Data records:
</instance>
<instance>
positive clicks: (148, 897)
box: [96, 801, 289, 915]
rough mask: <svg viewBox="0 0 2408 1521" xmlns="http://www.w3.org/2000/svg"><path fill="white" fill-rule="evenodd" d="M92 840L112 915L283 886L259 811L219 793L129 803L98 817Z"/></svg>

Directions for this task: All records above must be printed again, exactly.

Solution for this exercise:
</instance>
<instance>
positive clicks: (148, 897)
box: [96, 801, 289, 915]
rough mask: <svg viewBox="0 0 2408 1521" xmlns="http://www.w3.org/2000/svg"><path fill="white" fill-rule="evenodd" d="M92 840L112 915L283 886L259 811L219 793L129 803L98 817Z"/></svg>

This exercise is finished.